Exercise goal:
Reproduce the listing that follows with no differences at all.

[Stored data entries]

——

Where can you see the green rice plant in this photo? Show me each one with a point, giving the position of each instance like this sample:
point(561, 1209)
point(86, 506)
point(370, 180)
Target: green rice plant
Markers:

——

Answer to this problem:
Where can you see the green rice plant in this photo? Show me each one with a point, giving the position of each instance like this sample:
point(561, 1209)
point(86, 506)
point(370, 180)
Target: green rice plant
Markers:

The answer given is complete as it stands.